Exercise
All entries should be output exactly as they stand.

Information given
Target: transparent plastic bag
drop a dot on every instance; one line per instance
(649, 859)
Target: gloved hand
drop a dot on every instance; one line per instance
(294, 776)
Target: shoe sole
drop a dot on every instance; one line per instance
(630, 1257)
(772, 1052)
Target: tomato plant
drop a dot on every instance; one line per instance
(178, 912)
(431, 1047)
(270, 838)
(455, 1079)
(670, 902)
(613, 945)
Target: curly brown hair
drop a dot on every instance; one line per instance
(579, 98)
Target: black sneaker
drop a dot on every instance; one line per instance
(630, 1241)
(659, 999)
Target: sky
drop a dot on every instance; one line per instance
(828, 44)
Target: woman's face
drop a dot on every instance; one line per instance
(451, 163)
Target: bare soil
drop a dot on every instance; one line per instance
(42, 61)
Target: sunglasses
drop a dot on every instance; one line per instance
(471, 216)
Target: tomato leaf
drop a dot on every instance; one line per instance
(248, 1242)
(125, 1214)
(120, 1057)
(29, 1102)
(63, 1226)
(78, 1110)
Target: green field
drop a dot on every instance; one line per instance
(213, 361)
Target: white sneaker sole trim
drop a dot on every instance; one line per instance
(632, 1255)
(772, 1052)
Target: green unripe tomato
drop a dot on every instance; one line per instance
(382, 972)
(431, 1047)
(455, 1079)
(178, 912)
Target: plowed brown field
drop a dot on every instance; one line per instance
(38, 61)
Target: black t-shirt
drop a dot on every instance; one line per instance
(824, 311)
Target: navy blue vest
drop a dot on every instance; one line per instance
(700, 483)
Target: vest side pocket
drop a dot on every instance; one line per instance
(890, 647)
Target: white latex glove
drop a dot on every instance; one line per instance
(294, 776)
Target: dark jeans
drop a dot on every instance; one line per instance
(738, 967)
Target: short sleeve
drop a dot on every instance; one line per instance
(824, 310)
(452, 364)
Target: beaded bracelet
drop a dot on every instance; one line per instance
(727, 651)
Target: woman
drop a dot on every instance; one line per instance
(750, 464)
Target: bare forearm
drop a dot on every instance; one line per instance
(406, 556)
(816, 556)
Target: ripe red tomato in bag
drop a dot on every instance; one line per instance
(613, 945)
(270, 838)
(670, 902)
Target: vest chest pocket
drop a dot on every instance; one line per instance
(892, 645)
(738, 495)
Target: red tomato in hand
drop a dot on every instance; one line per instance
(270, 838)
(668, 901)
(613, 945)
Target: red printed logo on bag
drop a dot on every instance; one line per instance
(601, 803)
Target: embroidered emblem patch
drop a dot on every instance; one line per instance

Response to this task
Target: transparent plastic bag
drop a dot on every instance; one line per instance
(649, 859)
Target: gloved hand
drop a dot on every instance; one line per instance
(294, 776)
Target: shoe sole
drop a dot on every instance; one line per instance
(630, 1257)
(772, 1052)
Target: tomato plant
drop a dot on every instance; one line per instance
(178, 912)
(431, 1047)
(270, 838)
(455, 1079)
(670, 902)
(613, 945)
Target: curly brown hair
drop a dot on every instance; one line per instance
(579, 98)
Target: black sneaker
drop a dot on every instance; one line per instance
(630, 1241)
(659, 999)
Target: sky
drop a dot on every instance; one line per instance
(828, 44)
Target: woman's face
drop a dot on every instance; one line per instance
(451, 163)
Target: bare soil
drop a dot on every instance; one line per instance
(42, 61)
Target: sunglasses
drop a dot on every instance; one line per instance
(471, 216)
Target: tomato leaf
drop a dot on every instance; one line per instance
(248, 1242)
(125, 1214)
(120, 1057)
(29, 1102)
(63, 1226)
(78, 1110)
Target: green field
drop a dot on every instance; one line per instance
(213, 361)
Target: white sneaker sole trim
drop a dot on every instance; one line per instance
(632, 1255)
(772, 1052)
Target: green unripe tomato
drop a dot on every instance; one line per instance
(382, 972)
(431, 1047)
(455, 1079)
(178, 912)
Target: plowed brown field
drop a dot on every instance; one line per instance
(38, 61)
Target: black t-shirt
drop a dot on every instance; one line per instance
(824, 311)
Target: navy blue vest
drop a dot on every instance; one line per instance
(700, 483)
Target: vest side pocket
drop a dot on every instance; one line per instance
(890, 647)
Target: white latex glove
drop a dot on every instance; one line per instance
(294, 776)
Target: dark jeans
drop a dot on every instance; one line per instance
(738, 967)
Target: short sleeve
drop a dot on every instance; one line per instance
(824, 310)
(452, 364)
Target: beaded bracelet
drop a dot on every instance; one line per instance
(727, 651)
Target: woman
drop a dot on every instance; one line per instance
(750, 464)
Target: bare forearm
drop a dot on every instance; one line per instance
(406, 556)
(816, 556)
Target: ripe red tomato in bag
drop a dot on every instance; one line per instance
(613, 945)
(270, 838)
(670, 902)
Target: vest chest pocket
drop a dot on every instance; one line per instance
(892, 645)
(738, 495)
Target: red tomato in hand
drop a dot on every instance; one line per instance
(270, 838)
(668, 901)
(613, 945)
Target: red printed logo on bag
drop a dot on every instance; one line per instance
(601, 803)
Target: embroidered emblem patch
drop a dot on every instance; one line per instance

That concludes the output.